** Opening Material for the task block **

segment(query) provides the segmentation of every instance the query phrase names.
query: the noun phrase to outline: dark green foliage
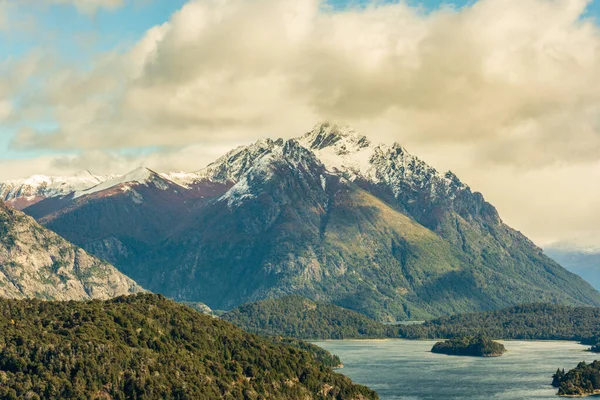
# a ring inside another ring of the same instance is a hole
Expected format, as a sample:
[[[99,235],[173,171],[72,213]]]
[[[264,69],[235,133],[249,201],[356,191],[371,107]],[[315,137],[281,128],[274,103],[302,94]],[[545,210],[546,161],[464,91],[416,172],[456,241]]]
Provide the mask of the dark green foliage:
[[[552,375],[552,386],[560,387],[560,381],[564,376],[565,376],[565,369],[563,368],[561,371],[560,368],[558,368],[556,370],[556,373],[554,375]]]
[[[333,304],[291,295],[248,303],[222,319],[242,329],[268,336],[301,339],[358,339],[386,336],[385,325]]]
[[[600,390],[600,361],[591,364],[580,362],[577,368],[565,374],[558,370],[552,377],[561,396],[585,396]]]
[[[384,325],[364,315],[301,296],[245,304],[223,315],[242,329],[299,339],[436,339],[484,335],[496,339],[600,339],[600,308],[532,304],[498,311],[460,314],[424,324]]]
[[[506,352],[504,346],[483,336],[462,337],[436,343],[432,353],[451,356],[497,357]]]
[[[327,367],[339,368],[342,365],[342,360],[340,360],[338,356],[331,354],[327,350],[322,349],[312,343],[308,343],[299,339],[282,338],[281,336],[272,337],[271,340],[274,343],[281,343],[307,351],[314,357],[315,360]]]
[[[496,339],[583,340],[600,333],[600,308],[532,304],[394,329],[391,336],[407,339],[484,335]]]
[[[0,398],[376,399],[308,352],[160,295],[0,300]]]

** Closing Material for the task block **

* The problem
Return all of the entries word for word, but omit the pictures.

* Exercise response
segment(query) provides the segmentation of every instance the query phrase names.
query: the noun phrase to outline: dark green foliage
# a ring inside another ring of the same instance is a hole
Expected format, as a sample:
[[[99,235],[173,171],[72,213]]]
[[[264,69],[235,133],[249,201],[356,191],[371,107]],[[315,137],[281,128],[274,103],[302,94]],[[545,210],[546,161],[464,91],[416,172],[456,241]]]
Provide the mask of the dark green foliage:
[[[552,375],[552,386],[560,387],[560,381],[564,376],[565,376],[565,369],[563,368],[561,371],[560,368],[558,368],[556,370],[556,373],[554,375]]]
[[[333,304],[291,295],[248,303],[222,319],[242,329],[268,336],[301,339],[358,339],[386,336],[385,325]]]
[[[600,390],[600,361],[591,364],[580,362],[577,368],[565,374],[558,370],[552,377],[561,396],[585,396]]]
[[[384,325],[364,315],[301,296],[245,304],[223,315],[242,329],[299,339],[436,339],[484,335],[496,339],[600,339],[600,308],[532,304],[498,311],[460,314],[424,324]]]
[[[506,352],[504,346],[483,336],[462,337],[436,343],[432,353],[451,356],[497,357]]]
[[[327,367],[339,368],[342,365],[342,360],[340,360],[338,356],[331,354],[327,350],[322,349],[312,343],[308,343],[299,339],[282,338],[281,336],[272,337],[271,340],[274,343],[281,343],[307,351],[314,357],[315,360]]]
[[[496,339],[583,340],[600,333],[600,308],[532,304],[394,329],[391,336],[407,339],[484,335]]]
[[[0,398],[376,399],[308,352],[160,295],[0,300]]]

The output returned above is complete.